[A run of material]

--- START ---

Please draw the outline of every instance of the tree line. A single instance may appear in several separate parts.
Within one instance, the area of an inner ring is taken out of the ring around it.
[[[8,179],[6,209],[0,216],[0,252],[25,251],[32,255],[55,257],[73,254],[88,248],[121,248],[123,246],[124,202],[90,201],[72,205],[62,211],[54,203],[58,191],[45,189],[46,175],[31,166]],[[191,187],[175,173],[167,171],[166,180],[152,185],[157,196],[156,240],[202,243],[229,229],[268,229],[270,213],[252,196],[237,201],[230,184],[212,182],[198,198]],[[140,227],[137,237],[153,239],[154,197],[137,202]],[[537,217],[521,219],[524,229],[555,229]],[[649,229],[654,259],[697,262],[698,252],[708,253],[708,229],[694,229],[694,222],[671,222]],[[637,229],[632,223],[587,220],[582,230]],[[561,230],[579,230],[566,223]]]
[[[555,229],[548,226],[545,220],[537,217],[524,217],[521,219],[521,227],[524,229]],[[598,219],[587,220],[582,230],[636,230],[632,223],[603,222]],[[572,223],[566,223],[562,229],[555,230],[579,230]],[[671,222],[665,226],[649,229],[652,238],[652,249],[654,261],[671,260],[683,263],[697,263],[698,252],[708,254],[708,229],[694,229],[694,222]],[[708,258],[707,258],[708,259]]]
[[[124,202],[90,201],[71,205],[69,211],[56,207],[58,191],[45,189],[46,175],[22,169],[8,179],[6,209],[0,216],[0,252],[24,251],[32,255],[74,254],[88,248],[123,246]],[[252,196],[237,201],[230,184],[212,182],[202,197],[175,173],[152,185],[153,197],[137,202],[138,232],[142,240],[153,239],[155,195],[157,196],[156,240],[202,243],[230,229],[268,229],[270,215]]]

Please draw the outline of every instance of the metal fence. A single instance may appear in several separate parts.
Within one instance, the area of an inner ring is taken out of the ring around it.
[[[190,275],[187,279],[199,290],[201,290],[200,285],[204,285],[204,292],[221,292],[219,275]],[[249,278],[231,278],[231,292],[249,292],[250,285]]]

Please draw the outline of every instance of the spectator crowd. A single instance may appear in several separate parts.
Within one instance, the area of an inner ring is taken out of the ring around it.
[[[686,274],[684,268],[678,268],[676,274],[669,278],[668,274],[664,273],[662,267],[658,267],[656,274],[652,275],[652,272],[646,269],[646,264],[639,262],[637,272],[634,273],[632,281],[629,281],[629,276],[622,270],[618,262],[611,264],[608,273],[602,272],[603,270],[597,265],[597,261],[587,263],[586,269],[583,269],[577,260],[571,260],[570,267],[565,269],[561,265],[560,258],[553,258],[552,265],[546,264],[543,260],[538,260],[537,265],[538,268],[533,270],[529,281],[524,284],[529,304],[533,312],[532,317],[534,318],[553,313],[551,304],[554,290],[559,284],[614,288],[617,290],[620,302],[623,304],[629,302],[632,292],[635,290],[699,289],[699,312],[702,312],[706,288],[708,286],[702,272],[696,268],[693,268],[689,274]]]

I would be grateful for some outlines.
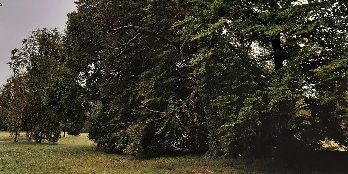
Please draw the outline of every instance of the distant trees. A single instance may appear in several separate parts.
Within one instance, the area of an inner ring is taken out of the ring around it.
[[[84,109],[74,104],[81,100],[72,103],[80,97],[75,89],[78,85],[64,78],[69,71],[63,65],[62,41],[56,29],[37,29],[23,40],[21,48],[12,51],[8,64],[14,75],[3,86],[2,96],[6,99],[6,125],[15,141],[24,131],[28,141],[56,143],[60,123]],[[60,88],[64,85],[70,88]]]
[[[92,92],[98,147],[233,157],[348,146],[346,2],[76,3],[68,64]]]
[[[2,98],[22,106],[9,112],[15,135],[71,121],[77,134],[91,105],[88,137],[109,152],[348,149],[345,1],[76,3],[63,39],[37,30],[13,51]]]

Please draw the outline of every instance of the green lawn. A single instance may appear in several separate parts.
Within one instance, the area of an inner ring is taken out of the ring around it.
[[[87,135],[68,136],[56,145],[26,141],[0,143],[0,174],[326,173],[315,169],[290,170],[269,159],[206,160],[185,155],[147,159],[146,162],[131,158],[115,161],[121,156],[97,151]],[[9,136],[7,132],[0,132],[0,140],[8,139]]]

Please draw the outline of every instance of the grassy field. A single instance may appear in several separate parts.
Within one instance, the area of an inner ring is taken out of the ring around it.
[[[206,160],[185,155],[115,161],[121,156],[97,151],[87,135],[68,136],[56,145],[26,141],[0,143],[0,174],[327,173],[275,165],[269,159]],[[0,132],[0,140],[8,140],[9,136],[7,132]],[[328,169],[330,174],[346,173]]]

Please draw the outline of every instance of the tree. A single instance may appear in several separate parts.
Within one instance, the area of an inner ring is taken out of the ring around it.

--- END ---

Write out the material above word for word, starting at the line that contains "I would be grateful for some outlines." and continuing through its final line, both included. Leave the pictures out of your answer.

**RESULT OF THE EXERCISE**
I would be grateful for some outlines.
Please draw the outline of every instance of the distant trees. A single instance may appear in several separate parts.
Within one instance, the area of an inner ring is taken out of the ring around it.
[[[84,109],[74,104],[81,100],[72,103],[80,97],[75,89],[78,85],[64,78],[69,71],[63,65],[62,41],[56,29],[37,29],[23,40],[21,48],[12,51],[8,64],[14,75],[3,86],[2,96],[6,99],[6,125],[15,141],[24,131],[28,141],[56,143],[60,123]],[[60,88],[64,85],[70,88]]]
[[[92,92],[98,147],[233,157],[348,146],[346,2],[76,3],[68,64]]]
[[[2,98],[22,106],[9,112],[15,135],[71,121],[77,134],[91,105],[88,137],[109,152],[348,149],[345,1],[76,3],[63,39],[37,30],[13,51]]]

Please draw the outline of every instance of the green lawn. A single instance may appear in several separate parts.
Within one instance, the area of an inner ring is taken out of the ring around it.
[[[87,135],[68,136],[56,145],[26,141],[0,143],[0,174],[326,173],[315,169],[290,170],[269,159],[206,160],[185,155],[147,159],[146,162],[131,158],[115,161],[121,156],[97,151]],[[9,136],[7,132],[0,132],[0,140],[8,139]]]

Please draw the outline of every instance of the grassy field. A single instance may appear in several separate parts.
Within one instance, the area of an inner ring is taken out of the ring around it.
[[[206,160],[185,155],[115,161],[121,156],[97,151],[87,135],[68,136],[56,145],[26,141],[0,143],[0,174],[327,173],[275,165],[269,159]],[[0,132],[0,140],[8,140],[9,136],[7,132]],[[328,169],[330,174],[346,173]]]

Please draw the outline of every instance of the tree. A single instance may appear in several separate parts.
Within one instance, the area of an inner ring is taken out of the ring around it.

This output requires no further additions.